──────── SUPPLIED TEXT

At last some excitement. The next vote is on Monday, and this one could go to a recount. All eyes will be on the weather-vane in the Bank of England’s Court Room, which shows its directors how the wind is blowing. Next door, in an elegant anteroom, the nine members of the Monetary Policy Committee will have to decide whether interest rates should go up. This week in Washington, the Federal Reserve Board showed the way. Last month in London, the Committee voted 7–2 to wait and see, but the two in the minority were the two Bank directors who by the nature of their work are closest to the markets. Others may have preferred to hold their fire until the election was over — not that so worldly a motive would ever be reflected in the minutes. Since then the wind has been backing and filling. The steam has gone out of the market in houses, but prices are still running 7 per cent above where they were last year. The shops, it is now clear, have had a cold spring, and the great British consumer may be handing over the big spender’s torch to the Great British government. Manufacture is back in decline — but inflation is not. On any measure, including the fancy one wished on the Bank by the Chancellor, it has been gathering speed. The hawks on the Committee will say that its remit is to hold inflation steady, and that rates therefore need to go up. The doves will protest that the economy is not as strong as, for the last few weeks, we have been told. Has it all been a conjuring trick, an election perfectly timed for the top of the cycle? Tricky.
Sorry, wrong number
For a case study of what is going on in the British economy, the Committee might look at Marconi, now going down slowly for the second time. Its first set of injuries were self-inflicted — Arnold Weinstock’s successors had wasted his substance in riotous bidding — but this time it shows what can happen when imports set the pace of growth. British Telecom, Marconi’s biggest customer, is taking its business to China. A cheaper pound might have helped Marconi to stay in the game — but that, of course, would be inflationary. The worst of both worlds would be to combine falling growth with rising inflation. It can happen, and seems to be happening in Europe now. Thirty years ago our own inflation rate was stratospheric and we had no growth to speak of. Now that was a case study, indeed.
The price of advice
Misfeasance in public office is a hard charge to make stick, but the Railtrack shareholders are trying. At least they now know that ministerial advisers wrote them off as grannies who might be pacified with travel vouchers. Their case is, in effect, that Stephen Byers (yes, him again) drove their company to the wall as a matter of policy, and if they can raise enough money to feed all the legal gas meters, they can look forward to their day in court. Already they have secured the disclosure of thousands of documents which show how the Whitehall machine is short-circuited. Hordes of ambitious advisers, publicly paid but answerable only to their ministers, dependent on their favour for their jobs, swap e-mails with each other. (One of them, you may remember, e-mailed her hapless minister to tell him that 9/11 would be a good day to bury bad news.) Decisions are made on the hoof, or in cyberspace, or on the sofa. Six months ago in these pages, Lord Butler warned of the weight that such advisers, politically chosen, carried: ‘If it’s done to the exclusion of advice from civil servants, you tend to get into error, you make mistakes.’ No one understands better how the machine works, or should do. Railtrack’s shareholders should invite him to give evidence.

────────────────
──────── DATASET SECTION

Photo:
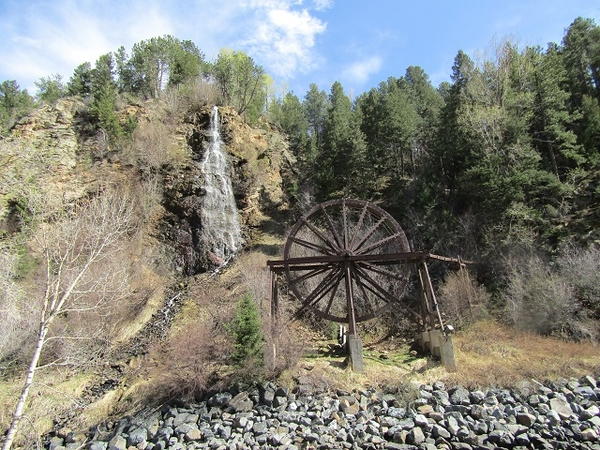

────────────────

◆ WORK INSTRUCTIONS
1 > In the commentary on interest rates and Railtrack, by what vote did the Monetary Policy Committee decide last month to wait and see?
2 > List every person the commentary on interest rates and Railtrack identifies by name.

◆ EXERCISE RESPONSES
1 > 7–2

2 >
Arnold Weinstock
Stephen Byers
Lord Butler